(Records supplied begins)
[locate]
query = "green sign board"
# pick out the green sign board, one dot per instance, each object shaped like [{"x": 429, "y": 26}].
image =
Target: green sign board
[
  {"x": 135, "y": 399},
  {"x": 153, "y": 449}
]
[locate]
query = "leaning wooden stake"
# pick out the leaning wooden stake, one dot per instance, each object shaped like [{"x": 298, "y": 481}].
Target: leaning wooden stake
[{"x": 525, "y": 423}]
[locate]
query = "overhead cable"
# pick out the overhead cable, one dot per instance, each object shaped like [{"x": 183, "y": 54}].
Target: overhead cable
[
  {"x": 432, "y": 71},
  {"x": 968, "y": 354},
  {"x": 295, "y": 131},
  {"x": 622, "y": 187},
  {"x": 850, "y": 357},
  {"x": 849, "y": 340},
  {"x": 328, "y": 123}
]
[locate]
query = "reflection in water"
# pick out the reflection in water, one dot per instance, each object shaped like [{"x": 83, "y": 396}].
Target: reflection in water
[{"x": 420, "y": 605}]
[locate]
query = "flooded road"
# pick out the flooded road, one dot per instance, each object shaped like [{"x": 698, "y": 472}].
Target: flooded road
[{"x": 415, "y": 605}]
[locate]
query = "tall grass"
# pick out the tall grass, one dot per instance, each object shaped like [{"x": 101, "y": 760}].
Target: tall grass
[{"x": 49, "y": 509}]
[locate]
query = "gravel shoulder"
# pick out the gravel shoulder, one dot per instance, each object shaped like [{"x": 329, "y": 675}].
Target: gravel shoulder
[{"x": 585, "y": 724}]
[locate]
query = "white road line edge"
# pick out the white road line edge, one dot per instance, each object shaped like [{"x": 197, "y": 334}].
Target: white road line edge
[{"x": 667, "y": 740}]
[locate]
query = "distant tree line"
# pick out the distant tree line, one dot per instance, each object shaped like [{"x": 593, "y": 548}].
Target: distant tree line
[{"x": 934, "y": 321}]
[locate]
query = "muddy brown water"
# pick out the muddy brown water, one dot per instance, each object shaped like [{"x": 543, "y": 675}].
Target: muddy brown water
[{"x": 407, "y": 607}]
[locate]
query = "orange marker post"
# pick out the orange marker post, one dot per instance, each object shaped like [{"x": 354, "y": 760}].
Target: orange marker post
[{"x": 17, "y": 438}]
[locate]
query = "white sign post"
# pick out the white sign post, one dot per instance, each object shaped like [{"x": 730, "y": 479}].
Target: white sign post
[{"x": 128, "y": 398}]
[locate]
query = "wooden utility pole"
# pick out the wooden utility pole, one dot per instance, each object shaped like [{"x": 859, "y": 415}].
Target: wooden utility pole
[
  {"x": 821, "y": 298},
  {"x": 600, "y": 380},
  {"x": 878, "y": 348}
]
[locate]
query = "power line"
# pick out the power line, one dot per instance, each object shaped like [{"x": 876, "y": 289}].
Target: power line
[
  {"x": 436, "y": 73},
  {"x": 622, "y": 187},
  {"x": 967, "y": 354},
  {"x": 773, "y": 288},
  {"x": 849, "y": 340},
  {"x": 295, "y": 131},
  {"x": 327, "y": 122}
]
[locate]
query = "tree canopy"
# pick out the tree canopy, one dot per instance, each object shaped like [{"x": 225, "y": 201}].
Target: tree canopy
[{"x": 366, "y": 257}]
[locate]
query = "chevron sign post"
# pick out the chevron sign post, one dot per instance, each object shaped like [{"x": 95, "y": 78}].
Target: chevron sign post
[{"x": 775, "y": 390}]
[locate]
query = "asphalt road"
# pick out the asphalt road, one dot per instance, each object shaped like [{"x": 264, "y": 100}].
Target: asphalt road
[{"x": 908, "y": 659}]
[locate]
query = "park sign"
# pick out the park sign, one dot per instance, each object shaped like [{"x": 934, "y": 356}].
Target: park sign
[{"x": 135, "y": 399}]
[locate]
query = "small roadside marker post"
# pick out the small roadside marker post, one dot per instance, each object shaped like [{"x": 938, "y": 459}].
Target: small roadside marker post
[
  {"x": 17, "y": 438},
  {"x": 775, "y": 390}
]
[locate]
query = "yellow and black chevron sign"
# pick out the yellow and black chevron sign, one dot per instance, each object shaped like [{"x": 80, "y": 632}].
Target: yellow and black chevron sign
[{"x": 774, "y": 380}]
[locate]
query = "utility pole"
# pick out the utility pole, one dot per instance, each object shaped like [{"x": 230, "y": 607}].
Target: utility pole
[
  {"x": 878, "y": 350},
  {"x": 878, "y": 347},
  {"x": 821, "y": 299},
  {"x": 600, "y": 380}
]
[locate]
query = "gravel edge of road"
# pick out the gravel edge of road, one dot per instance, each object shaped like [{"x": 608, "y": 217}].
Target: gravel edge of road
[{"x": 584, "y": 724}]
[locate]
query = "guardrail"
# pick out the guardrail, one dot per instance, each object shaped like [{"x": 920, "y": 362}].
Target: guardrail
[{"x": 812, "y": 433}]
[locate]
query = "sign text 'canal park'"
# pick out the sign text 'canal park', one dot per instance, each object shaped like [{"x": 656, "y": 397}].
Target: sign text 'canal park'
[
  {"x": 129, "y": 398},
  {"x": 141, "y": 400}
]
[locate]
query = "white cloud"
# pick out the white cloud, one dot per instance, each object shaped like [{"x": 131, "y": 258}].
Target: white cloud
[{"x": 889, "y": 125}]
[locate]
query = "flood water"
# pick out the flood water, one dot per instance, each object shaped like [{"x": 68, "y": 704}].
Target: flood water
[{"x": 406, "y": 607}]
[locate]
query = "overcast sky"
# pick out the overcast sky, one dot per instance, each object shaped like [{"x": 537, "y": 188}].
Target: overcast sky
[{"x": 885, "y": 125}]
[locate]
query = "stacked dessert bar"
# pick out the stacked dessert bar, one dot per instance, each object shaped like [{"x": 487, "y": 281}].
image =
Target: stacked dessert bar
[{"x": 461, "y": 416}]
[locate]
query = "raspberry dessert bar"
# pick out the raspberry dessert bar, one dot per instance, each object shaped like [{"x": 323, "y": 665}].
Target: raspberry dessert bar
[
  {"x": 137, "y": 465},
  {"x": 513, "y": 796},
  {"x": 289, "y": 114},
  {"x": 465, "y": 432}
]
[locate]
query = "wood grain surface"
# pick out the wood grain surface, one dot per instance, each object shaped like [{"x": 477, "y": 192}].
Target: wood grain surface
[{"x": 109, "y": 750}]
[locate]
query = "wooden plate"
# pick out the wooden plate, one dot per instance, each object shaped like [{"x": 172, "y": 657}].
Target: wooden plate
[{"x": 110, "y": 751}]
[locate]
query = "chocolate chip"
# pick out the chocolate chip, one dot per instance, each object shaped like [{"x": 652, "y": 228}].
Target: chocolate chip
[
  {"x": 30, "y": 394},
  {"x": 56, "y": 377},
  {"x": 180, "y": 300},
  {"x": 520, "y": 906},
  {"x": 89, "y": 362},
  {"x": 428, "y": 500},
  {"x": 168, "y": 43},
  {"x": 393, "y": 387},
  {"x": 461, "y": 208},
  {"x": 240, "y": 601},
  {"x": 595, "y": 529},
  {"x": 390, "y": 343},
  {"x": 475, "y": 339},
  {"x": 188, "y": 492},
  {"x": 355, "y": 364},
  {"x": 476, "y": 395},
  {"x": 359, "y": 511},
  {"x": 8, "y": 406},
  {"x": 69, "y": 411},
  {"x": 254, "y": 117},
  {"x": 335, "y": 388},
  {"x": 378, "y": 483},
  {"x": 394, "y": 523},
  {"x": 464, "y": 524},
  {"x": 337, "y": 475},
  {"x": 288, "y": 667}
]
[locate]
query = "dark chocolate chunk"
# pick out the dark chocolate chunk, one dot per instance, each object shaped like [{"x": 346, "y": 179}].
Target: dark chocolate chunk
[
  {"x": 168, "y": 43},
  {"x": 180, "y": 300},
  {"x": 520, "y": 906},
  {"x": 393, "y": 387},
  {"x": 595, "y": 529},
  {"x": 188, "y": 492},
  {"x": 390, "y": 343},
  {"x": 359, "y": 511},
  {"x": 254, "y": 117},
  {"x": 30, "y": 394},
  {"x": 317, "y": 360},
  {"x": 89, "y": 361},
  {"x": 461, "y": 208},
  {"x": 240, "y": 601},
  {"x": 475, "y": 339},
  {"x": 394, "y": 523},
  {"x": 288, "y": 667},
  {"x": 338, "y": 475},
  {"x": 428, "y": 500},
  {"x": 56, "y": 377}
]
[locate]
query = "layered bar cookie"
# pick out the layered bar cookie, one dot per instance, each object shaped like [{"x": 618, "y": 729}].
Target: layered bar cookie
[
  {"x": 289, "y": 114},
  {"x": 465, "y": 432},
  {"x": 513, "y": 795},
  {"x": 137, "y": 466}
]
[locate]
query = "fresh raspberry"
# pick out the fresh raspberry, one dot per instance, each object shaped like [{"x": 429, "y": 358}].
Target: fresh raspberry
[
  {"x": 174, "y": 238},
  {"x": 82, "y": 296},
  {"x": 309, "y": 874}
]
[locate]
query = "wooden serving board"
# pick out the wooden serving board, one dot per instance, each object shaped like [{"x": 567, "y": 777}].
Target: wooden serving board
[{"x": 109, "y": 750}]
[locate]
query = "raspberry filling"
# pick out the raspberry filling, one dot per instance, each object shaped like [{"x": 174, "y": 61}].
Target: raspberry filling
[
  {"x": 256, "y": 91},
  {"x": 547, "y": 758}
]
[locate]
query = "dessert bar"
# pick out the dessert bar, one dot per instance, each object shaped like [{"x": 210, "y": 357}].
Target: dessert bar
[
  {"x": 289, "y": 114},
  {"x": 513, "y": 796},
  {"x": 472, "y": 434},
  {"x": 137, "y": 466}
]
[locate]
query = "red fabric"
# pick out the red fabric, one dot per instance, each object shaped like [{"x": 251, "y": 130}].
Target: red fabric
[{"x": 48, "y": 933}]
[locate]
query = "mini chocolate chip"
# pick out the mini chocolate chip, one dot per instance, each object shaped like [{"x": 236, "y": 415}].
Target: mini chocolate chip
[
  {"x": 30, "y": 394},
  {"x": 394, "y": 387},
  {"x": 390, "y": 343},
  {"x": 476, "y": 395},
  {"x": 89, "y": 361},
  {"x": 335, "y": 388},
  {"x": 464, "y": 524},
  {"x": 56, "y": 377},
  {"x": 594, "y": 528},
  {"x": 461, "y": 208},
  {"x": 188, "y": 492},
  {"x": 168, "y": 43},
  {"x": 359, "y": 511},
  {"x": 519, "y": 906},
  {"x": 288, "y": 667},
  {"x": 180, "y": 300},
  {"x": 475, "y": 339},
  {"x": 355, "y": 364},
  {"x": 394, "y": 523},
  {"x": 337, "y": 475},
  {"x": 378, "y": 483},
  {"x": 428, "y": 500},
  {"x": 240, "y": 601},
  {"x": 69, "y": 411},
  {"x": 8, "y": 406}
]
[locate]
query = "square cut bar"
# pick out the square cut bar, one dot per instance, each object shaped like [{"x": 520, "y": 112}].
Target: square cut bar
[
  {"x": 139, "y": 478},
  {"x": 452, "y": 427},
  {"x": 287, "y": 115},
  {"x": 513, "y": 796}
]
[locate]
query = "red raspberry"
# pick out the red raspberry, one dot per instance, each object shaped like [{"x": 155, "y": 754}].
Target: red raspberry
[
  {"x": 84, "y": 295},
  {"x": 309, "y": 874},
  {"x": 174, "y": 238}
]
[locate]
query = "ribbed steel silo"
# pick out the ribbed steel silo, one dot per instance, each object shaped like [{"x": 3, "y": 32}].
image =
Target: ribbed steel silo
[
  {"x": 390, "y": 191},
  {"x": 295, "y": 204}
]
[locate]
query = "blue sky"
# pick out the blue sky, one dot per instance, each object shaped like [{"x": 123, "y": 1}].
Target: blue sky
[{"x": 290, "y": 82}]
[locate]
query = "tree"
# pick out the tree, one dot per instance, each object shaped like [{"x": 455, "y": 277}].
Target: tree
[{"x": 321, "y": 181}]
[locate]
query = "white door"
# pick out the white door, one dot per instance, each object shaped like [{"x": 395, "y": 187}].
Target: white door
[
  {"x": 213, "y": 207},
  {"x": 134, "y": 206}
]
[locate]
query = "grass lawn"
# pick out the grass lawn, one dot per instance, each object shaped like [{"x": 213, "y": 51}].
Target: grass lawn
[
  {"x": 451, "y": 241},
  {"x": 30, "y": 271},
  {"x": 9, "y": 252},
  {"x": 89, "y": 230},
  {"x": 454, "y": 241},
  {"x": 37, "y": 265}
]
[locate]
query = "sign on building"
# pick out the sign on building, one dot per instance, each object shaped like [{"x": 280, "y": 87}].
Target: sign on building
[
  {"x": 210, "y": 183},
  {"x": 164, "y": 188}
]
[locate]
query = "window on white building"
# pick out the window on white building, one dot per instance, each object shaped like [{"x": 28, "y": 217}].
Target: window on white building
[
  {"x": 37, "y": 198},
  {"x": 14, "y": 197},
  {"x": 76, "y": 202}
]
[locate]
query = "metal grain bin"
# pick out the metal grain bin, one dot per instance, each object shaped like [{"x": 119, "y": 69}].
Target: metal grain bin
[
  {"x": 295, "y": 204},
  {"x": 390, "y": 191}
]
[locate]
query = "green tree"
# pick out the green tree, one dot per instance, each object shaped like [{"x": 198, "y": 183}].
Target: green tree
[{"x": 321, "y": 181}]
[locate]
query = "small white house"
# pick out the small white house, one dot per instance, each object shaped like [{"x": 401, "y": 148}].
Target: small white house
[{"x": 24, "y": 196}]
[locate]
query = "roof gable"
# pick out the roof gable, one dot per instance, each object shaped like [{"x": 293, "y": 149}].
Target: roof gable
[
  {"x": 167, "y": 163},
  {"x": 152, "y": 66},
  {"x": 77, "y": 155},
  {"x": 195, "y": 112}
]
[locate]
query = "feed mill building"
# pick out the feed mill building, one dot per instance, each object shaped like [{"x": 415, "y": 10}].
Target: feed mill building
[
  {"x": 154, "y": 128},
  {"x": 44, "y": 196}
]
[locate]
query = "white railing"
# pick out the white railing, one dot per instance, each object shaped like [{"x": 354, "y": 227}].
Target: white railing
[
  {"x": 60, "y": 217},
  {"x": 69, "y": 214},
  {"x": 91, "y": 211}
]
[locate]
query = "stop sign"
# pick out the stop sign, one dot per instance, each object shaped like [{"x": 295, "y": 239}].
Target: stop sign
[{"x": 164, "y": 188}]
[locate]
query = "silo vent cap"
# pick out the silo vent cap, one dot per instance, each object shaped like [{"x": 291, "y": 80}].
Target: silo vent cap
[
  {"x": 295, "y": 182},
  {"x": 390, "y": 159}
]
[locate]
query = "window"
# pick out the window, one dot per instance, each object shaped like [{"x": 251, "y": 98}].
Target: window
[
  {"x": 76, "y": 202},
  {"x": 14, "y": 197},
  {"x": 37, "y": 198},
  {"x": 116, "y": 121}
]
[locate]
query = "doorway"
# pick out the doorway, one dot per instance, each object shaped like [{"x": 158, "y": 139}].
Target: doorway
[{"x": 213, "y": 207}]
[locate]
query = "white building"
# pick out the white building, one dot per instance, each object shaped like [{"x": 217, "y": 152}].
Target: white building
(Records supplied ends)
Extract, verbatim, the lines from the one containing "Target: feed mill building" through the last line of the listing above.

Target: feed mill building
[
  {"x": 154, "y": 128},
  {"x": 44, "y": 196}
]
[locate]
query = "white railing"
# pick out the white railing, one dot per instance, each object shaped like [{"x": 354, "y": 227}].
Target: white railing
[
  {"x": 60, "y": 217},
  {"x": 69, "y": 214},
  {"x": 91, "y": 211}
]
[locate]
query = "stop sign"
# pick out the stop sign, one dot per instance, each object shaped like [{"x": 295, "y": 239}].
Target: stop sign
[{"x": 164, "y": 188}]
[locate]
query = "silo vent cap"
# pick out the silo vent cap, one dot per instance, each object shaped like [{"x": 291, "y": 80}].
Target: silo vent cap
[
  {"x": 295, "y": 182},
  {"x": 390, "y": 159}
]
[locate]
query = "window"
# pick out the window, one dot per instance, each object shaped like [{"x": 251, "y": 98}].
Target: window
[
  {"x": 76, "y": 202},
  {"x": 14, "y": 197},
  {"x": 37, "y": 198},
  {"x": 116, "y": 121}
]
[locate]
query = "doorway"
# pick out the doorway, one dot per instance, each object shaped like [{"x": 158, "y": 139}].
Target: doorway
[{"x": 213, "y": 207}]
[locate]
query = "white building"
# pick out the white building, one dot per instance, each object shaped like [{"x": 217, "y": 152}].
Target: white building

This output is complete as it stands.